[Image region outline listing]
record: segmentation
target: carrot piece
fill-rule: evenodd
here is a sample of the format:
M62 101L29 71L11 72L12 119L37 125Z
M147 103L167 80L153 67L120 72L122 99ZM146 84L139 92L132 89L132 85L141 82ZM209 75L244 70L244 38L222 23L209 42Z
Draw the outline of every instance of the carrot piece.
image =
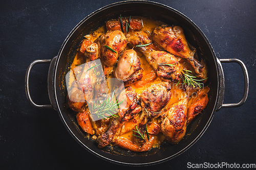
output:
M139 151L140 148L138 146L123 137L118 136L116 138L116 144L119 147L134 152Z
M193 104L188 109L187 112L187 124L188 124L193 118L203 110L208 103L208 95Z
M84 39L81 43L81 46L80 47L80 52L82 53L84 53L86 50L86 48L93 43L93 41L91 40L88 40L86 39Z
M94 133L89 114L89 112L86 111L78 113L76 115L76 119L78 125L84 132L92 135Z
M136 88L142 87L144 85L155 79L156 77L156 73L152 71L144 75L141 80L137 82L134 85Z

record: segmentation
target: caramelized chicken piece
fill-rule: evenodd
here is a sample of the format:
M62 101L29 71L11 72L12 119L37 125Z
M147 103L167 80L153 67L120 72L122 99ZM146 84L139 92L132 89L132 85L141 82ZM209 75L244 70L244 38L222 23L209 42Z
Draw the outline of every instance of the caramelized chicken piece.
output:
M123 81L129 86L141 79L143 76L140 61L137 53L133 50L124 52L117 62L115 77Z
M112 118L108 129L99 135L97 140L98 147L103 148L108 145L113 139L117 130L125 122L133 119L141 110L137 93L129 87L124 89L119 95L118 101L123 102L120 105L118 117Z
M209 90L210 88L208 87L199 89L196 93L197 97L190 99L193 101L191 102L191 105L187 109L187 124L206 107L208 101L207 93Z
M89 60L97 59L99 58L98 44L94 42L90 44L86 48L84 55Z
M123 31L126 32L126 25L125 22L129 22L129 20L125 18L122 18L122 26ZM129 29L132 30L140 30L143 27L142 20L139 18L131 18ZM120 19L118 20L112 20L108 21L106 22L106 31L121 30L120 24Z
M83 91L77 87L72 87L68 90L69 95L67 97L67 104L69 107L75 112L81 111L82 107L87 104Z
M192 51L189 48L180 27L172 28L164 25L157 27L152 32L152 39L169 53L187 59L198 77L207 78L207 69L204 61L202 60L200 63L194 58L196 50Z
M155 51L149 46L137 46L142 45L148 39L142 32L131 35L128 41L141 52L157 75L163 81L180 80L180 66L174 55L162 51Z
M168 82L151 85L141 93L141 106L149 112L151 117L155 116L169 102L171 87Z
M80 50L79 51L81 53L84 53L84 52L86 51L86 48L91 43L93 43L93 41L91 40L88 40L87 39L84 39L82 41L82 43L81 43L81 45L80 46Z
M184 93L179 101L174 103L164 115L161 128L167 141L173 144L179 142L185 135L188 96Z
M89 114L90 113L87 111L79 112L76 114L76 119L77 123L84 132L92 135L94 132L91 123Z
M115 139L115 144L133 152L148 151L151 149L157 138L155 136L149 135L150 140L147 140L141 147L139 147L131 140L122 136L118 136Z
M95 40L100 49L100 55L103 63L111 66L116 62L119 55L126 46L127 40L123 33L119 30L106 32ZM114 50L116 53L108 48L105 45Z

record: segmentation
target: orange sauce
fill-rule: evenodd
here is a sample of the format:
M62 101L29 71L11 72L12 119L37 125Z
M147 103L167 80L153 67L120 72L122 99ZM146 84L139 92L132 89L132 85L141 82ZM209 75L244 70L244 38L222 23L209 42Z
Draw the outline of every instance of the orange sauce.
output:
M141 31L146 31L148 32L150 34L151 32L153 31L154 29L158 26L162 25L163 23L159 21L155 21L152 20L150 19L144 17L140 17L141 18L143 22L143 28L142 29ZM99 28L98 28L97 30L93 32L91 34L87 35L84 36L84 37L90 40L92 40L94 42L100 35L104 34L106 32L105 26L103 26ZM130 49L130 48L127 46L126 48L126 50ZM134 49L135 51L136 49ZM153 68L148 64L147 60L146 60L145 57L142 54L142 53L139 52L137 52L137 55L140 58L140 62L141 62L141 67L143 69L142 74L143 76L145 75L148 75L151 73L154 74L154 70ZM77 53L75 56L74 61L70 67L70 69L74 69L77 65L81 64L81 58L83 57L83 54L81 54L79 52ZM182 59L181 59L182 60ZM184 63L184 65L182 65L182 67L183 68L189 69L190 66ZM154 77L152 75L150 76L152 77ZM110 78L114 77L113 74L110 75ZM142 78L143 80L143 78ZM162 80L157 76L156 76L156 78L153 78L150 81L147 82L146 83L143 84L143 85L138 85L138 84L133 84L131 86L133 88L135 91L137 93L139 96L140 96L142 92L146 89L147 88L151 86L152 85L155 84L159 84L162 82ZM74 76L72 74L70 74L69 76L69 87L70 87L72 83L74 80ZM168 110L171 106L177 102L180 99L182 98L183 95L184 95L185 91L184 89L182 88L182 85L181 83L179 83L177 84L176 83L171 83L172 86L172 94L171 94L171 99L169 100L169 102L165 106L165 109L166 110ZM190 100L189 101L189 105L191 105L193 102L195 102L195 100ZM93 125L94 124L93 124ZM125 123L122 126L122 129L127 129L130 130L130 131L127 131L127 132L125 132L124 134L120 135L120 136L124 137L129 140L130 140L132 143L133 143L135 141L134 136L133 135L134 134L134 132L132 130L136 130L135 126L136 126L136 124L134 123L133 120L131 120L126 123ZM163 135L162 133L159 133L158 135L155 136L155 137L157 138L154 142L153 147L153 148L158 147L160 146L161 142L165 139L165 137Z

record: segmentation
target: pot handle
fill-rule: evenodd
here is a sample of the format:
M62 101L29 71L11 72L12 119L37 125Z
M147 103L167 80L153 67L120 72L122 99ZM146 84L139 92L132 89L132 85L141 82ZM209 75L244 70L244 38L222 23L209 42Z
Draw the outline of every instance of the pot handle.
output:
M53 106L52 105L52 100L50 99L50 102L52 103L51 105L39 105L35 104L33 100L32 100L31 96L30 95L30 93L29 91L29 76L30 75L30 71L32 70L32 67L36 64L42 64L42 63L51 63L50 68L49 68L49 72L52 69L51 68L53 64L53 62L55 62L56 60L56 57L53 58L52 59L44 59L44 60L36 60L33 61L32 61L30 64L28 66L28 68L27 68L27 71L26 72L26 76L25 76L25 91L26 91L26 94L27 95L27 98L28 99L28 100L29 102L30 103L31 105L34 106L34 107L37 108L40 108L40 109L45 109L45 108L52 108ZM49 79L49 75L48 74L48 79ZM49 84L48 82L48 93L49 93ZM54 107L53 107L54 108Z
M231 59L220 59L220 61L221 63L238 63L240 66L241 67L243 70L243 73L244 74L244 95L243 95L243 98L242 100L239 103L228 103L228 104L222 104L220 107L219 108L229 108L229 107L237 107L242 106L246 101L246 99L248 97L248 94L249 92L249 76L248 74L247 69L246 68L246 66L244 64L244 63L241 61L240 60L231 58ZM223 78L223 83L224 83L224 76ZM224 84L224 83L223 83ZM222 88L224 88L224 84L223 85ZM223 96L222 100L224 99L224 95ZM222 101L223 102L223 101Z

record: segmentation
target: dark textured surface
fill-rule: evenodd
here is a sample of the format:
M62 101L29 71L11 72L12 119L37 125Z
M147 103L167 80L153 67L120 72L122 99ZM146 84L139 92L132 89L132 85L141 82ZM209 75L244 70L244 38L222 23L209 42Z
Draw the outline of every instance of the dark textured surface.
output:
M117 1L3 1L0 6L0 168L99 169L114 164L83 149L53 109L38 109L27 100L26 69L32 61L56 56L72 29L97 9ZM256 163L256 2L254 1L156 1L184 14L211 43L217 57L235 58L249 72L247 101L215 114L206 132L179 156L148 169L186 168L188 162ZM223 64L224 103L238 102L243 92L242 69ZM50 103L49 65L31 72L30 91L36 103ZM139 168L133 167L134 169Z

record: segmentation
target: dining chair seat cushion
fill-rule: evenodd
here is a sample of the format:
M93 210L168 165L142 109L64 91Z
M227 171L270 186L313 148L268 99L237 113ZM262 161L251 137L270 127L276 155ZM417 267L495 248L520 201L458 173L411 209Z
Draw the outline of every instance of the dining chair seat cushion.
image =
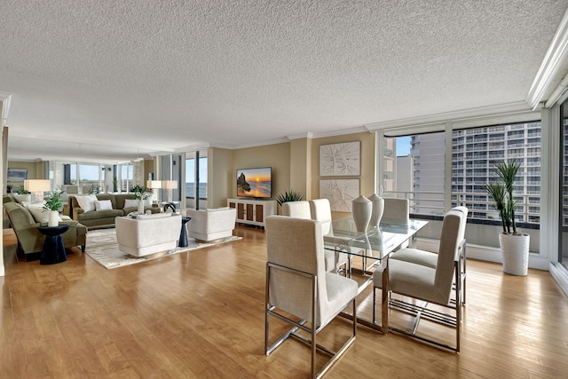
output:
M326 292L327 306L322 308L320 325L326 325L337 314L342 304L348 304L357 296L357 281L336 273L326 272Z
M446 296L438 290L435 280L435 268L396 259L389 261L389 289L393 292L445 304ZM383 266L373 273L373 284L383 287Z
M282 204L282 215L297 218L312 218L310 202L305 200L284 202Z
M389 259L410 262L426 267L436 268L438 265L438 253L420 250L418 249L401 249L393 253Z
M333 250L324 250L323 259L326 264L326 271L335 270L335 252ZM337 265L345 265L347 263L347 254L339 253L337 257Z

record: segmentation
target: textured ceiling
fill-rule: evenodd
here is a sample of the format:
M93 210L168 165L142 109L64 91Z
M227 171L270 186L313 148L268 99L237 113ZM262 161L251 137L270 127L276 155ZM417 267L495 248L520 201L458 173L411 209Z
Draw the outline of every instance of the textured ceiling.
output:
M120 162L525 101L567 7L3 0L9 158Z

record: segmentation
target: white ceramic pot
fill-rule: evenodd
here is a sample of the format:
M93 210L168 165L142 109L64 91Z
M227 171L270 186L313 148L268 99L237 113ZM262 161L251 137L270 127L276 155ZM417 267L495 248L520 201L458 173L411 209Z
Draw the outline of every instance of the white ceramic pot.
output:
M48 226L57 226L59 225L59 212L57 210L49 211L49 218L47 220Z
M503 259L503 271L511 275L526 276L529 268L528 234L511 235L499 233L499 245Z
M371 212L371 221L369 225L372 227L377 227L381 224L381 218L383 218L383 212L384 211L384 199L376 193L373 193L369 196L369 200L373 204L373 211Z
M367 232L373 213L373 203L361 195L351 201L351 213L358 232Z

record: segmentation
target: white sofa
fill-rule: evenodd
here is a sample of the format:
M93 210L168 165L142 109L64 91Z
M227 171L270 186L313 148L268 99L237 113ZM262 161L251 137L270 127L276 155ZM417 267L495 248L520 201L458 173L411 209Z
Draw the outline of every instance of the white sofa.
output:
M213 241L233 235L237 210L234 208L187 209L185 216L192 217L187 223L189 237L198 241Z
M134 257L170 250L178 246L181 215L154 213L137 218L116 217L118 249Z

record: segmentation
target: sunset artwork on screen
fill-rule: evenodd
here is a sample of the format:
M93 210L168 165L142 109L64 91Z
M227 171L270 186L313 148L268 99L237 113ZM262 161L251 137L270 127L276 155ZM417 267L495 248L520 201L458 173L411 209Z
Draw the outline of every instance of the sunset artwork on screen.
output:
M237 196L271 197L272 174L271 167L237 170Z

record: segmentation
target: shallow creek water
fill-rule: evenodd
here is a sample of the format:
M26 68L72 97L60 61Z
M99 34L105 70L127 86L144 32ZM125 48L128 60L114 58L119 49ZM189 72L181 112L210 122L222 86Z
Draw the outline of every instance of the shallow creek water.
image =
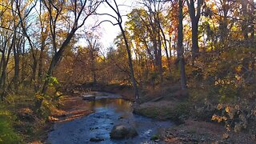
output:
M132 113L131 102L118 98L116 94L106 93L96 96L90 102L94 113L70 122L57 122L49 134L47 142L54 144L71 143L155 143L150 137L160 129L170 127L170 122L157 121ZM138 135L128 139L112 140L110 132L114 125L128 124L137 130ZM101 138L104 141L90 142L90 138ZM160 142L158 143L163 143Z

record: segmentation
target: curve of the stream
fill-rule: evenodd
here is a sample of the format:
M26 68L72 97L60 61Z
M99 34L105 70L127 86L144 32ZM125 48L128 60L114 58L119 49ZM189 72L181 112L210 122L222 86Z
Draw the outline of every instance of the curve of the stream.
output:
M132 113L131 102L118 97L97 97L90 102L94 113L70 122L57 122L48 134L47 142L53 144L95 143L91 138L104 141L97 143L155 143L150 137L162 128L170 127L170 122L157 121ZM133 138L113 140L110 132L114 125L126 124L135 127L138 135ZM159 143L159 142L158 142ZM163 143L163 142L160 142Z

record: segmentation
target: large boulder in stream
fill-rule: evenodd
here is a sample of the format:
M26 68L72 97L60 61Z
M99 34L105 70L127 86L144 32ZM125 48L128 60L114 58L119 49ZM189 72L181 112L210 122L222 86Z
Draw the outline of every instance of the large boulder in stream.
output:
M122 139L134 138L138 135L136 130L126 125L116 125L113 127L110 134L110 138Z

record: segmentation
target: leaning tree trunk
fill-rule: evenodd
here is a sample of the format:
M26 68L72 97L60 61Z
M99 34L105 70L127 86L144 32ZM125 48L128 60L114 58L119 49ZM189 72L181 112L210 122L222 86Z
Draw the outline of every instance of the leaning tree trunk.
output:
M183 10L182 0L178 2L178 58L180 65L181 74L181 87L182 90L186 89L186 71L185 71L185 60L184 60L184 47L183 47Z
M137 86L137 83L136 83L136 79L135 79L135 77L134 77L134 67L133 67L133 62L132 62L132 58L131 58L130 50L129 48L127 38L126 38L126 33L125 33L124 30L122 29L122 24L118 23L118 25L119 25L119 28L121 30L123 39L125 40L125 43L126 43L126 48L127 54L128 54L128 64L129 64L129 68L130 68L130 79L131 79L131 82L132 82L132 84L133 84L133 87L134 87L134 90L135 99L138 100L138 98L139 98L138 90L138 86Z

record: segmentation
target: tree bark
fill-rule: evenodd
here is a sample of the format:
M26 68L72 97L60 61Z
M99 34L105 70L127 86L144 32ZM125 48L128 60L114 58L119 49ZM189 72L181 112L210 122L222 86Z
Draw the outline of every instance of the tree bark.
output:
M180 65L181 87L182 90L186 89L185 60L184 60L184 47L183 47L183 2L178 1L178 58Z
M134 66L133 66L133 62L132 62L132 58L131 58L131 53L130 53L130 50L129 48L129 45L128 45L128 41L126 36L126 33L122 26L122 23L118 23L119 28L121 30L123 39L125 41L125 44L126 44L126 51L127 51L127 54L128 54L128 64L129 64L129 68L130 68L130 79L133 84L133 87L134 87L134 96L135 96L135 99L138 100L139 98L139 94L138 94L138 86L137 86L137 83L136 83L136 79L134 77Z

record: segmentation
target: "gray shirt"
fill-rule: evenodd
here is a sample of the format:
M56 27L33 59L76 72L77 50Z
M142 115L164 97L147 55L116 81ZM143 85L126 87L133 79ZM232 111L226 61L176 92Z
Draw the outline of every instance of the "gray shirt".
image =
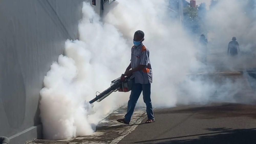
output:
M141 84L152 83L152 69L149 59L149 51L143 44L137 47L132 48L131 57L132 69L134 69L140 65L146 66L142 70L133 73L135 82Z

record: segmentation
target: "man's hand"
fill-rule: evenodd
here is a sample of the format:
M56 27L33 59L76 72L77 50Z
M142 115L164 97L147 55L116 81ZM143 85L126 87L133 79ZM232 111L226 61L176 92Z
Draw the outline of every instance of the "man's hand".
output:
M130 76L132 74L132 72L131 71L128 71L125 72L124 74L125 76Z

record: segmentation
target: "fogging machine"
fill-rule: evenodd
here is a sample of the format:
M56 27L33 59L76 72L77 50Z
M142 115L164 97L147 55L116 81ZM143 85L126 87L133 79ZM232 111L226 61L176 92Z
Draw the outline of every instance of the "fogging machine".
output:
M109 95L111 93L118 91L119 92L127 92L132 89L132 86L133 83L133 78L131 76L125 76L123 75L111 82L110 87L101 93L98 92L96 92L96 97L89 102L92 104L96 101L99 102ZM100 93L97 95L97 93Z

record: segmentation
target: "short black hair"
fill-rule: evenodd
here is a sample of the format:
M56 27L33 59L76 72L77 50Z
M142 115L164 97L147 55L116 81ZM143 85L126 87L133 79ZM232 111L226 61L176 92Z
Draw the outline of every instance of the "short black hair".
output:
M136 35L138 35L142 39L144 38L144 32L140 30L136 31L136 32L135 32L135 33L134 34Z

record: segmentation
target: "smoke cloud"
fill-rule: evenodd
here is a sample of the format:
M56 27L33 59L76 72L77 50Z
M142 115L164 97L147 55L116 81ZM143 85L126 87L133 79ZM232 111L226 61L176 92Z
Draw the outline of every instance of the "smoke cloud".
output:
M229 1L223 0L224 3L219 3L207 14L211 19L207 23L209 29L214 32L215 36L210 40L212 53L225 53L232 36L236 36L243 42L246 40L243 38L244 35L251 32L247 29L248 25L244 25L252 24L251 18L244 17L240 7ZM171 18L167 1L113 3L115 6L105 14L102 21L89 4L83 3L79 39L67 40L65 56L59 56L45 76L45 87L40 92L40 106L45 138L62 139L91 135L102 117L127 104L130 93L114 92L92 105L88 102L94 97L96 92L107 88L110 82L124 72L130 62L133 34L138 30L144 32L144 44L150 52L153 107L237 102L229 96L229 92L237 93L233 91L233 87L241 87L239 84L242 80L234 82L224 79L220 86L212 79L188 76L190 73L215 70L198 60L197 41L184 30L178 20ZM223 5L227 4L234 6ZM234 16L231 12L235 10L239 13L235 15L237 18L230 17ZM234 25L231 24L233 22ZM240 26L241 29L238 30ZM250 34L252 36L252 32ZM251 38L251 41L246 40L252 42ZM248 45L242 44L241 47L249 47ZM142 97L138 106L145 105Z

### WORK REQUIRED:
Arrange the listing as a numbered list, starting at its first line and stopping after the line that contains "M193 104L188 109L187", with blank lines dropped. Leave out the pictures.

### RESPONSE FOR THIS EXERCISE:
1. record: segmentation
2. target: carrot piece
3. fill-rule: evenodd
4. here is a sample of the format:
5. M62 101L29 71L11 72L12 119L37 125Z
6. M147 103L167 80L153 67L120 72L122 99ZM146 84L139 92L132 89L132 85L141 82ZM209 75L244 70L244 38L222 23L209 42Z
7. Draw the outline of every instance of the carrot piece.
8. image =
9. output:
10. M139 151L140 148L138 146L123 137L118 136L116 138L116 144L119 147L134 152Z
11. M193 104L188 109L187 112L187 124L188 124L193 118L203 110L208 103L208 95Z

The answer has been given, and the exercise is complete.